**Work to do:**
(A) Return everything in the wget recipe from "Here is the" down to "get extensions '.n').".
(B) According to the wget recipe, what is the default maximum depth when recursive retrieving is turned on?
(C) Continue the wget recipe for PO.DAAC Drive from its last sentence.
─── Page excerpt
Download Multiple Data Files from PO.DAAC Drive Using wget

Download Multiple Data Files from PO.DAAC Drive Using wget

Postby yiboj » Thu Dec 01, 2016 10:30 am

PO.DAAC Drive can be accessed both by wget and curl command on linux system. The recipe "Download Multiple Data Files from PO.DAAC Drive Using curl" shows how to use curl command, and this recipe will focus on the wget command. The major difference between wget and curl is that wget can download files recursively and curl can upload file to the server.

This data recipe shows how to download multiple data files from PO.DAAC using GNU wget utility command. GNU Wget is a free utility for non-interactive download of files from the Web. It supports http, https, and ftp protocols, as well as retrieval through http proxies. It is a Unix-based command-line tool, but is also available for other operating system, such as Windows, Mac OS X, etc.


1. wget Command Options


Here is the list of a few key options frequently used:

-nd
--no-directories
Do not create a hierarchy of directories when retrieving recursively. With this option turned on, all files will get saved to the current directory, without clobbering (if a name shows up more than once, the filenames will get extensions '.n').


-x
--force-directories
The opposite of '-nd' —create a hierarchy of directories, even if one would not have been created otherwise. E.g. 'wget -x https://podaac.jpl.nasa.gov/robots.txt ' will save the downloaded file to podaac.jpl.nasa.gov/robots.txt.

-nH

--no-host-directories
Disable generation of host-prefixed directories. By default, invoking Wget with '-r https://podaac.jpl.nasa.gov/ ' will create a structure of directories beginning with podaac.jpl.nasa.gov/. This option disables such behavior.

-r

--recursive
Turn on recursive retrieving. The default maximum depth is 5.

-l depth

--level=depth
Specify recursion maximum depth level depth.

Try to specify the criteria that match the kind of download you are trying to achieve. If you want to download only one page, use '--page-requisites' without any additional recursion. If you want to download things under one directory, use '-np' to avoid downloading things from other directories. If you want to download all the files from one directory, use '-l 1' to make sure the recursion depth never exceeds one.
──────
─── Provided records
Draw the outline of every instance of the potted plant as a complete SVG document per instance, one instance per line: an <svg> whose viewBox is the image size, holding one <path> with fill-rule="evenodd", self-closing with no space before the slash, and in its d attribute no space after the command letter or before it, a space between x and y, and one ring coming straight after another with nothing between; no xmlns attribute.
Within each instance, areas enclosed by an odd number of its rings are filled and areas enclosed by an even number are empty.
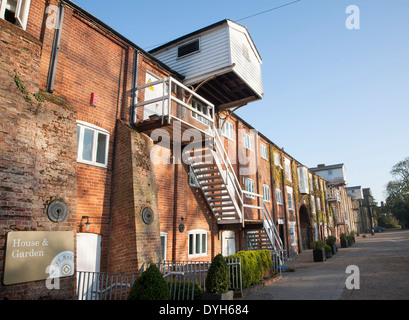
<svg viewBox="0 0 409 320"><path fill-rule="evenodd" d="M345 233L341 233L341 248L348 248L348 238Z"/></svg>
<svg viewBox="0 0 409 320"><path fill-rule="evenodd" d="M332 249L329 245L325 245L325 258L329 259L332 257Z"/></svg>
<svg viewBox="0 0 409 320"><path fill-rule="evenodd" d="M314 241L313 248L314 249L312 250L312 254L314 257L314 262L321 262L327 260L325 254L324 241L322 240Z"/></svg>
<svg viewBox="0 0 409 320"><path fill-rule="evenodd" d="M233 300L233 291L229 291L229 267L221 254L213 259L207 271L205 285L203 300Z"/></svg>
<svg viewBox="0 0 409 320"><path fill-rule="evenodd" d="M329 236L326 240L326 244L329 245L331 247L331 253L332 255L337 253L337 238L335 238L334 236Z"/></svg>

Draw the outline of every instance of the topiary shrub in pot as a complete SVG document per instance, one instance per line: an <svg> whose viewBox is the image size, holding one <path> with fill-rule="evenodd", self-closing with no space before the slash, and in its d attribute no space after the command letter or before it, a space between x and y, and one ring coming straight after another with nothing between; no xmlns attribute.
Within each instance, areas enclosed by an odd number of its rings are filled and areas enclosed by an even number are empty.
<svg viewBox="0 0 409 320"><path fill-rule="evenodd" d="M327 260L326 255L325 255L325 244L324 241L322 240L317 240L314 241L313 244L313 257L314 257L314 262L322 262Z"/></svg>
<svg viewBox="0 0 409 320"><path fill-rule="evenodd" d="M341 233L341 248L348 248L348 238L345 233Z"/></svg>
<svg viewBox="0 0 409 320"><path fill-rule="evenodd" d="M324 248L325 248L325 258L327 258L327 259L331 258L331 257L332 257L332 249L331 249L331 247L326 244L326 245L324 246Z"/></svg>
<svg viewBox="0 0 409 320"><path fill-rule="evenodd" d="M170 300L169 286L163 279L158 267L151 264L149 268L136 279L128 300Z"/></svg>
<svg viewBox="0 0 409 320"><path fill-rule="evenodd" d="M212 261L206 276L206 292L202 297L204 300L232 300L233 291L229 291L230 277L229 267L221 254Z"/></svg>
<svg viewBox="0 0 409 320"><path fill-rule="evenodd" d="M336 254L337 253L337 245L336 245L337 238L335 238L334 236L329 236L327 240L325 240L325 242L327 245L331 247L332 255Z"/></svg>

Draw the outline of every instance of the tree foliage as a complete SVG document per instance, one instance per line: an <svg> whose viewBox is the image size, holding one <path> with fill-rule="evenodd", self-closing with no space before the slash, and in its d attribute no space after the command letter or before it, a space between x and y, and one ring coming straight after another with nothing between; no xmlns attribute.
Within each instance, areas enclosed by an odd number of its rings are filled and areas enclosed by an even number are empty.
<svg viewBox="0 0 409 320"><path fill-rule="evenodd" d="M395 164L391 170L394 180L386 186L386 208L409 227L409 157Z"/></svg>

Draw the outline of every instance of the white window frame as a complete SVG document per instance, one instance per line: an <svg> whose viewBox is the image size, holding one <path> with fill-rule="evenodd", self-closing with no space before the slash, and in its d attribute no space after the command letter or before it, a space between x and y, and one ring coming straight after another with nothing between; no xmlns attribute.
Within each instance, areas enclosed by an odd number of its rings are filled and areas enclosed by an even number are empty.
<svg viewBox="0 0 409 320"><path fill-rule="evenodd" d="M295 221L290 221L290 237L291 237L291 245L295 246L297 244L297 239L295 235Z"/></svg>
<svg viewBox="0 0 409 320"><path fill-rule="evenodd" d="M192 246L191 248L191 241L190 241L190 236L192 236ZM199 252L197 252L197 236L199 236ZM202 229L195 229L191 230L187 233L187 247L188 247L188 257L189 258L197 258L197 257L205 257L207 256L207 236L208 236L208 231L202 230ZM205 248L203 250L203 239L205 239ZM192 251L191 251L192 249ZM192 253L190 253L192 252Z"/></svg>
<svg viewBox="0 0 409 320"><path fill-rule="evenodd" d="M161 244L162 244L162 237L165 238L164 248L161 248L161 258L162 258L162 260L166 260L167 259L167 249L168 249L168 233L161 231L160 237L161 237ZM164 249L163 250L163 257L162 257L162 249Z"/></svg>
<svg viewBox="0 0 409 320"><path fill-rule="evenodd" d="M17 0L16 12L14 13L14 16L19 26L22 29L26 30L27 22L28 22L28 14L30 12L31 0L25 0L24 6L23 6L23 2L24 2L23 0ZM1 0L1 5L0 5L0 18L1 19L5 19L6 6L7 6L7 0Z"/></svg>
<svg viewBox="0 0 409 320"><path fill-rule="evenodd" d="M247 132L244 132L244 148L253 151L253 138Z"/></svg>
<svg viewBox="0 0 409 320"><path fill-rule="evenodd" d="M268 160L267 150L268 150L267 146L260 143L260 156L265 160Z"/></svg>
<svg viewBox="0 0 409 320"><path fill-rule="evenodd" d="M283 192L279 188L276 188L276 198L277 204L283 205Z"/></svg>
<svg viewBox="0 0 409 320"><path fill-rule="evenodd" d="M255 193L256 189L255 189L255 183L253 179L246 178L244 180L244 190L246 190L247 192ZM251 194L246 193L246 198L255 199L256 197Z"/></svg>
<svg viewBox="0 0 409 320"><path fill-rule="evenodd" d="M263 200L270 202L270 187L266 184L263 184Z"/></svg>
<svg viewBox="0 0 409 320"><path fill-rule="evenodd" d="M192 118L207 125L207 119L203 116L209 117L209 108L195 99L192 99L192 108L197 110L197 112L192 111Z"/></svg>
<svg viewBox="0 0 409 320"><path fill-rule="evenodd" d="M92 143L92 154L91 154L91 161L83 159L82 153L83 153L83 147L84 147L84 129L89 129L94 132L94 137L93 137L93 143ZM109 131L102 129L94 124L84 122L77 120L77 132L78 135L78 146L77 146L77 162L79 163L84 163L84 164L89 164L101 168L107 168L108 167L108 153L109 153L109 138L110 134ZM106 145L105 145L105 159L104 163L98 163L97 162L97 144L98 144L98 134L104 134L106 135Z"/></svg>
<svg viewBox="0 0 409 320"><path fill-rule="evenodd" d="M291 160L284 158L284 166L285 166L285 178L288 181L292 181L292 177L291 177Z"/></svg>
<svg viewBox="0 0 409 320"><path fill-rule="evenodd" d="M223 121L222 120L220 120L220 127L223 125ZM222 133L222 136L223 137L226 137L226 138L228 138L228 139L230 139L230 140L234 140L234 137L233 137L233 123L232 122L230 122L230 121L226 121L225 123L224 123L224 126L223 126L223 128L221 129L221 133Z"/></svg>
<svg viewBox="0 0 409 320"><path fill-rule="evenodd" d="M311 196L311 205L312 205L312 213L316 214L317 211L315 210L315 197Z"/></svg>
<svg viewBox="0 0 409 320"><path fill-rule="evenodd" d="M287 186L288 210L294 210L293 188Z"/></svg>
<svg viewBox="0 0 409 320"><path fill-rule="evenodd" d="M283 168L281 166L281 160L280 160L280 154L277 152L274 152L274 164L278 167L280 167L281 169Z"/></svg>

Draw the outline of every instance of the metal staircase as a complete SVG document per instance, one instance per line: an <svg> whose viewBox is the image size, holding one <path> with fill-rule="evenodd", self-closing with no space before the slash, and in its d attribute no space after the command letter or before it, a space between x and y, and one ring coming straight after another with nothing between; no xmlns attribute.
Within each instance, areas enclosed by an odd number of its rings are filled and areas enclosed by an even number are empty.
<svg viewBox="0 0 409 320"><path fill-rule="evenodd" d="M200 156L191 156L191 169L209 208L218 224L242 224L244 227L244 208L260 210L263 216L263 229L247 231L249 249L282 251L283 244L274 221L263 200L263 196L242 190L233 166L224 149L222 140L213 129L213 144L199 150ZM197 151L197 150L196 150ZM203 156L203 154L206 154ZM244 195L259 197L261 206L244 203Z"/></svg>

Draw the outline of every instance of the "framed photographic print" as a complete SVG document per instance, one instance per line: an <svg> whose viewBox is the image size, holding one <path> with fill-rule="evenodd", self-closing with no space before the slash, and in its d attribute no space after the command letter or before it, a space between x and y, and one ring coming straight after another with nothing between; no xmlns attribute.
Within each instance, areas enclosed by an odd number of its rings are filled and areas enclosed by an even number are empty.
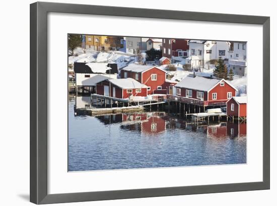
──────
**Set of answers:**
(A)
Here is the list of a few key options frequently used:

-nd
--no-directories
Do not create a hierarchy of directories when retrieving recursively. With this option turned on, all files will get saved to the current directory, without clobbering (if a name shows up more than once, the filenames will get extensions '.n').

(B) 5

(C)
2. Download multiple files from PO.DAAC Drive

In order to access PO.DAAC Drive, all users are required to be registered with NASA Earthdata Login. User can login to the PO.DAAC Drive using the following link https://podaac-tools.jpl.nasa.gov/drive/. Figure 1 shows the WebDAV/Programmatic API credentials which will be used later to access the files through wget command. Please note that the password is encrypted, it is different from the Earthdata Login password.
podaac_drive_login.png
Figure 1: PO.DAAC Drive Login Credential Screen
podaac_drive_login.png (32.3 KiB) Viewed 2099 times


We take the GHRSST SST Level 2 AMSRE datset from REMSS as an example (Figure 2).
podaac_amsre_access.png
Figure 2: PO.DAAC AMSRE L2 v7 Dataset
podaac_amsre_access.png (116.92 KiB) Viewed 2106 times


* To download one day data files
Code: Select all
% wget --user=LOGIN --password=PASSWORD -r -nc -np -nH -nd -A "*.nc" "https://podaac-tools.jpl.nasa.gov/drive/files/allData/ghrsst/data/GDS2/L2P/AMSRE/REMSS/v7/2011/001/”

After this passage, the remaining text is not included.